- Supplied entries

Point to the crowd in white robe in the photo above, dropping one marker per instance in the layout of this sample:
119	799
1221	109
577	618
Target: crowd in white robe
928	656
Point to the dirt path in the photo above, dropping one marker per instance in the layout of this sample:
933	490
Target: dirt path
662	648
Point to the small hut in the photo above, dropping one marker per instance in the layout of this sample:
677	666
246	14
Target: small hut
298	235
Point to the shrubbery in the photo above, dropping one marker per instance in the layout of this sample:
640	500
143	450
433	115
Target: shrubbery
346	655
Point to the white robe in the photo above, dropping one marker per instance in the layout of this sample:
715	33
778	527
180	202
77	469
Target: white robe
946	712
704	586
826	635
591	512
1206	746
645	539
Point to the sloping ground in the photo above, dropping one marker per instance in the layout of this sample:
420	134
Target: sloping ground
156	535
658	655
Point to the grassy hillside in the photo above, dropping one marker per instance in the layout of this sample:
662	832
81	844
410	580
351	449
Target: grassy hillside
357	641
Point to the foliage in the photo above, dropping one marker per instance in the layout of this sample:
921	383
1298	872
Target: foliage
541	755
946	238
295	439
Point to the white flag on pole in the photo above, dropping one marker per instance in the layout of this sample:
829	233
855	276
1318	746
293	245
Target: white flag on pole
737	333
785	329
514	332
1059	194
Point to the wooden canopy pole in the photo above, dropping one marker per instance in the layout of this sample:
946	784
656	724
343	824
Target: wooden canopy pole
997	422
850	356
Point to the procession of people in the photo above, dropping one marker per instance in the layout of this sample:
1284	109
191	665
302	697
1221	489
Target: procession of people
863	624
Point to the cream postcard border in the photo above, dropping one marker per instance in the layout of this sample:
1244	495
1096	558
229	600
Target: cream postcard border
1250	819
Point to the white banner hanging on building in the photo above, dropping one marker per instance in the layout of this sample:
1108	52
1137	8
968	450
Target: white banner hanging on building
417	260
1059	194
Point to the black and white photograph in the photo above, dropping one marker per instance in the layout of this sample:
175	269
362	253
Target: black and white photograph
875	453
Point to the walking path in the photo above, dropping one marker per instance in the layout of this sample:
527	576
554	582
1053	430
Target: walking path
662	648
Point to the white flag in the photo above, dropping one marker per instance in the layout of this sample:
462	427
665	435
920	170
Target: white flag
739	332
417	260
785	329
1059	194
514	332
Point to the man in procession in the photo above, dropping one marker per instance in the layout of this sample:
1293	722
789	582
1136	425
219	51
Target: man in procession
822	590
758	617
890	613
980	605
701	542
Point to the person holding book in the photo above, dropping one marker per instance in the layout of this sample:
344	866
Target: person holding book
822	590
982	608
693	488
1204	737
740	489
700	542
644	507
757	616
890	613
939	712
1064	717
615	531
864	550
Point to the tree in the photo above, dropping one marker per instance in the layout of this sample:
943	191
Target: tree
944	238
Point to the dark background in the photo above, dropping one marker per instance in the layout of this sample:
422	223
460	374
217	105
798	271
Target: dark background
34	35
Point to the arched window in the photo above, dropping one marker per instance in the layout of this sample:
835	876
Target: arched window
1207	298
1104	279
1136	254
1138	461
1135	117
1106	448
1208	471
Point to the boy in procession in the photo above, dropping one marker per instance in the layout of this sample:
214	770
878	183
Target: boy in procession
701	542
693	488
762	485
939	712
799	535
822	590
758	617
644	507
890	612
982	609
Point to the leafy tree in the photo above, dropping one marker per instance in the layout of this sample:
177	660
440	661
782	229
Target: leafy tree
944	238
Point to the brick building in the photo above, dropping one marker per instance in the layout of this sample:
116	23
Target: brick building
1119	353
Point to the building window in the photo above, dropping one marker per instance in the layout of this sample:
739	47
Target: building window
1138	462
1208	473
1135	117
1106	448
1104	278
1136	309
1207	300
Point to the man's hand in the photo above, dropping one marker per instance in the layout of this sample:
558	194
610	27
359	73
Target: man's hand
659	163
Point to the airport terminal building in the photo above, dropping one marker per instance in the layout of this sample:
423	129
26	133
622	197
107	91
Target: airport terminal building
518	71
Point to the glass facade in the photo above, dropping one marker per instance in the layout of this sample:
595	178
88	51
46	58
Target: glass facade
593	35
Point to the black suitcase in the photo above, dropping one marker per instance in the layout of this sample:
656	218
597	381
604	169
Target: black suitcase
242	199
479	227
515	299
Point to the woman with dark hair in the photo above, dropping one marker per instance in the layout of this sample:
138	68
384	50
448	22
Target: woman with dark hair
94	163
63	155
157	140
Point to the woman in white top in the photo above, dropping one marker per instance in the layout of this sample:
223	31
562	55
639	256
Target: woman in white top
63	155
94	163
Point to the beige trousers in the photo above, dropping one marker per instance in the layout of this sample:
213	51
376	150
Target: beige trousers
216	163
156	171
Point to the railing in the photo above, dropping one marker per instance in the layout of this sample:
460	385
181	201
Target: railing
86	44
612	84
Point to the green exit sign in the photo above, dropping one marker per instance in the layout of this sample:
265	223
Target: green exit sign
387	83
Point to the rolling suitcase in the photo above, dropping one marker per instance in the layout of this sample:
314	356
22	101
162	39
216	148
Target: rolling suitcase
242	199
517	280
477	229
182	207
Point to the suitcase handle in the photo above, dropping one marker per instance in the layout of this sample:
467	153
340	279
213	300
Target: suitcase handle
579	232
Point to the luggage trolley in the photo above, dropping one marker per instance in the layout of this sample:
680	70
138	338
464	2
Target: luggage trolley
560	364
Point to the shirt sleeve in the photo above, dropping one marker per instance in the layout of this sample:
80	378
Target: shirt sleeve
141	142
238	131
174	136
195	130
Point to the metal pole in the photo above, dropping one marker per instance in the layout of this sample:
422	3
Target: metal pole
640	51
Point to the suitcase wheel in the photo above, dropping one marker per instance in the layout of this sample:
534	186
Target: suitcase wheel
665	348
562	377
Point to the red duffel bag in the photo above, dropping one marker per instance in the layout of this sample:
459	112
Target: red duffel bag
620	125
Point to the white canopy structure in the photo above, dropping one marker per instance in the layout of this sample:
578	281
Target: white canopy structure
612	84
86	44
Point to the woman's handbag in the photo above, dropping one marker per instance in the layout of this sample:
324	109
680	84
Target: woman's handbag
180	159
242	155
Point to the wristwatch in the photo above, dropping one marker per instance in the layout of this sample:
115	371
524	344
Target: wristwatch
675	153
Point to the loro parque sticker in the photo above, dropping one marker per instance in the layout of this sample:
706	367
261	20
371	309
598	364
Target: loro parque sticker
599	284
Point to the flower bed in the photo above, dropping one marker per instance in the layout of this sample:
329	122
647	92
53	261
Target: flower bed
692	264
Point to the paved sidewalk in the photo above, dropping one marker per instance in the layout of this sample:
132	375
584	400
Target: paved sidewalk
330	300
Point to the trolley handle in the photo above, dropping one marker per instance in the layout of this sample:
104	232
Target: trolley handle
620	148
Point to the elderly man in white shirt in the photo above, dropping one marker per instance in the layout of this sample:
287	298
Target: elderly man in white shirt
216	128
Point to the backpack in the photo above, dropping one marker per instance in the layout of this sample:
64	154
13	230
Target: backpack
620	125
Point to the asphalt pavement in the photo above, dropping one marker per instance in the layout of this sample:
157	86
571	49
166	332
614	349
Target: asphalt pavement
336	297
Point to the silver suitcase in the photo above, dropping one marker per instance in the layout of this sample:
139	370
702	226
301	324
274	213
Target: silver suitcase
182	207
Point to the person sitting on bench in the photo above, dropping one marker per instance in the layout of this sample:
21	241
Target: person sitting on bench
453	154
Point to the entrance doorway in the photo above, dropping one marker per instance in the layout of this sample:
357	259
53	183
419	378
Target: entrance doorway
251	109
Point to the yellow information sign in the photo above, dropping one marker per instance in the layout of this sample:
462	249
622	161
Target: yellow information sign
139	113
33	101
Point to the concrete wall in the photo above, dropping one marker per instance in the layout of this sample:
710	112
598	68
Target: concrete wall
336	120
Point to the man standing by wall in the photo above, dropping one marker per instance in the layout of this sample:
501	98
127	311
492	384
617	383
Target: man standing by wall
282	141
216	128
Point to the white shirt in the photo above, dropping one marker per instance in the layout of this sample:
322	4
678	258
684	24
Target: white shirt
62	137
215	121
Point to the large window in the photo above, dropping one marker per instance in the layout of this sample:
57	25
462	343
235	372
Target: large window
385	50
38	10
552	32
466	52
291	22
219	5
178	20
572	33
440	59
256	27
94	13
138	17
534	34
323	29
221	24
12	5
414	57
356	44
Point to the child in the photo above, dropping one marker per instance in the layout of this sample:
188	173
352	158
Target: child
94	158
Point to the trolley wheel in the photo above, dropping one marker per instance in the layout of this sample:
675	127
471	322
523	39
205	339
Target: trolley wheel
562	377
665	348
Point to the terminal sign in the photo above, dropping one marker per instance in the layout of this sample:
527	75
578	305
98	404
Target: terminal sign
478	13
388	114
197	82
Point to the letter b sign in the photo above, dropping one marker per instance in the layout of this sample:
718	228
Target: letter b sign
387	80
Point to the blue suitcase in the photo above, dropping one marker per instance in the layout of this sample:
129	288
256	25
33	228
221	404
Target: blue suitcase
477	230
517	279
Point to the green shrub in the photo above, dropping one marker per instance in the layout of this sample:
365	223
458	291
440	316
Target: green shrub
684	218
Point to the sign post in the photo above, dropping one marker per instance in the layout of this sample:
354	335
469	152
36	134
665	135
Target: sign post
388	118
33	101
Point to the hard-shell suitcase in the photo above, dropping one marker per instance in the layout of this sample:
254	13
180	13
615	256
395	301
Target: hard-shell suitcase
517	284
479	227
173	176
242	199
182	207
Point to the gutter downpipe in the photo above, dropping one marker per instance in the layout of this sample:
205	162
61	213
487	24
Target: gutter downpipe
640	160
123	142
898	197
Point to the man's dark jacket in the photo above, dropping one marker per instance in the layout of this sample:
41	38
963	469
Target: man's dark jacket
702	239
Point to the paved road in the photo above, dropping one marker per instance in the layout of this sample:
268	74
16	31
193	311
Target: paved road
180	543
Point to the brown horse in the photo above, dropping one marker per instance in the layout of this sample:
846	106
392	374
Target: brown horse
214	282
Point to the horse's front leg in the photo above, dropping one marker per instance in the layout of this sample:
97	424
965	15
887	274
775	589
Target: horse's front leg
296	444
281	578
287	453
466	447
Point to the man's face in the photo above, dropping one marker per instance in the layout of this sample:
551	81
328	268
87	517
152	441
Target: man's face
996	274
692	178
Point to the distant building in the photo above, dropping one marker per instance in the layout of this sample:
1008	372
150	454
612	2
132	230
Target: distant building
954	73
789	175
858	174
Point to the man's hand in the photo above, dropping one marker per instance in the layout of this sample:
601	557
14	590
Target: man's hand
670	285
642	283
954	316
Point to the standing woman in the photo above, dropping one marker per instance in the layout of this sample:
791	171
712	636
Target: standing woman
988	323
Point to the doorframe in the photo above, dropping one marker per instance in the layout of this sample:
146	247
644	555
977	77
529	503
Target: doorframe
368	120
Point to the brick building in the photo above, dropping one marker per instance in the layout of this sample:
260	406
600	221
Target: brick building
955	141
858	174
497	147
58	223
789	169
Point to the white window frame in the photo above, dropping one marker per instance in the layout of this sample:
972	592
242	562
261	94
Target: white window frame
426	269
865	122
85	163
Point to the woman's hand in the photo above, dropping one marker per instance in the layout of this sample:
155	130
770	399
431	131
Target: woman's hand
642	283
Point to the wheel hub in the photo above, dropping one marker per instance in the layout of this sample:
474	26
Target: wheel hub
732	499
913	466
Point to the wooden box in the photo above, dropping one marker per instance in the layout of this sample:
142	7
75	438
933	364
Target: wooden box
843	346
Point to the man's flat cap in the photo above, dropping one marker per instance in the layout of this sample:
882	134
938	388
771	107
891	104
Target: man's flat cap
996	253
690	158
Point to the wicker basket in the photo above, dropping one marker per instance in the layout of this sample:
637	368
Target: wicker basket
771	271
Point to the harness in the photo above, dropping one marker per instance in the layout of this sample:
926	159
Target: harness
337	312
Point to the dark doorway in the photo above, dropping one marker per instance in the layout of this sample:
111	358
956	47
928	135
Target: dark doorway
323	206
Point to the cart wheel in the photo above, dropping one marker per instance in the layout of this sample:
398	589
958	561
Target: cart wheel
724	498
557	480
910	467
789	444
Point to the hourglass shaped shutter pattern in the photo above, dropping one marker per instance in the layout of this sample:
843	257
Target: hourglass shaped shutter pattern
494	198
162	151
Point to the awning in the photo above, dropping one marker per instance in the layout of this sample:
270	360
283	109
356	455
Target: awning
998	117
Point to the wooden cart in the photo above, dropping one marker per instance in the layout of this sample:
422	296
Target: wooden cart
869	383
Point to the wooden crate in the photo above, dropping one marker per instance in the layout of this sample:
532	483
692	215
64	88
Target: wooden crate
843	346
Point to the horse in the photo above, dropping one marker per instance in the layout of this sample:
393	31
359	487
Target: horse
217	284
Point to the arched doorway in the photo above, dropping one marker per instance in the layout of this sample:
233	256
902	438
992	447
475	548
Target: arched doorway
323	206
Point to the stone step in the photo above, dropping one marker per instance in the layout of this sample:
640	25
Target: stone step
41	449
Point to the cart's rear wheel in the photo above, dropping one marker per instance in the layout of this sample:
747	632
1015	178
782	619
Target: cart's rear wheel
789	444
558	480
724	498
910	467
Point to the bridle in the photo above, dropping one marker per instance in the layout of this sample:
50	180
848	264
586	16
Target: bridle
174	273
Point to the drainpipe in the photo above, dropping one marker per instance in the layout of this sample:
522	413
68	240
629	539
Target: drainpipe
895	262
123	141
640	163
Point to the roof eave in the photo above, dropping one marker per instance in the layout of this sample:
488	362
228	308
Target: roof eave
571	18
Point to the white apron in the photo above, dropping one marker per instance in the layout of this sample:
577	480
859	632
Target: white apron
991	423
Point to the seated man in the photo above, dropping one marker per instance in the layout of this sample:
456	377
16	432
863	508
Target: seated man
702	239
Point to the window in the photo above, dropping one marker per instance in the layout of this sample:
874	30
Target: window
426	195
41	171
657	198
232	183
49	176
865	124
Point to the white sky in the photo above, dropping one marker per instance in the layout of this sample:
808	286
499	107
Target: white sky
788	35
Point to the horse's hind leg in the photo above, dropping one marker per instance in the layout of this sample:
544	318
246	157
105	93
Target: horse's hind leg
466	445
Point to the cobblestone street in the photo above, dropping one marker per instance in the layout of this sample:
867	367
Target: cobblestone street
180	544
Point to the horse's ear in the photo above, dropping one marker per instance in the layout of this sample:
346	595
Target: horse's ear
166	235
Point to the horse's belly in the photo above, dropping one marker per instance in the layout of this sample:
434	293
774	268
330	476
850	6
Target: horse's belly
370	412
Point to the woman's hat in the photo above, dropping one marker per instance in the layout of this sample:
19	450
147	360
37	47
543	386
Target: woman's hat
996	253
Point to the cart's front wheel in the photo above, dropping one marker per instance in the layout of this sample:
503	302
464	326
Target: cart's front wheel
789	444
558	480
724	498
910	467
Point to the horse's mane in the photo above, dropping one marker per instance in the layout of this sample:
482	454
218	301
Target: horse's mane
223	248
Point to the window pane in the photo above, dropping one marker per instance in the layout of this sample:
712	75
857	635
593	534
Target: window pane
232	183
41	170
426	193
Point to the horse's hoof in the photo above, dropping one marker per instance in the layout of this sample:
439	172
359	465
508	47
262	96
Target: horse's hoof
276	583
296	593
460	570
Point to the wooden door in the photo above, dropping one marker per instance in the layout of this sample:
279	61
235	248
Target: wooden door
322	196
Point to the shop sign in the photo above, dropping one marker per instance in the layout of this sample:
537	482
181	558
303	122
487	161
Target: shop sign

- Work instructions
Please arrange the material as a JSON list of strings, one string per line. Start with the line containing "Point to the wooden door", continue through the end of the material, and leave out any blank lines.

- Response
[
  "Point to the wooden door in the photo above, dropping one marker per instance in the layout of this sample:",
  "279\t61",
  "235\t248",
  "Target: wooden door",
  "322\t196",
  "Point to the shop sign in the photo above, dropping one marker per instance in the layout of this sample:",
  "537\t482",
  "181\t558",
  "303\t122",
  "487\t161",
  "Target: shop sign"
]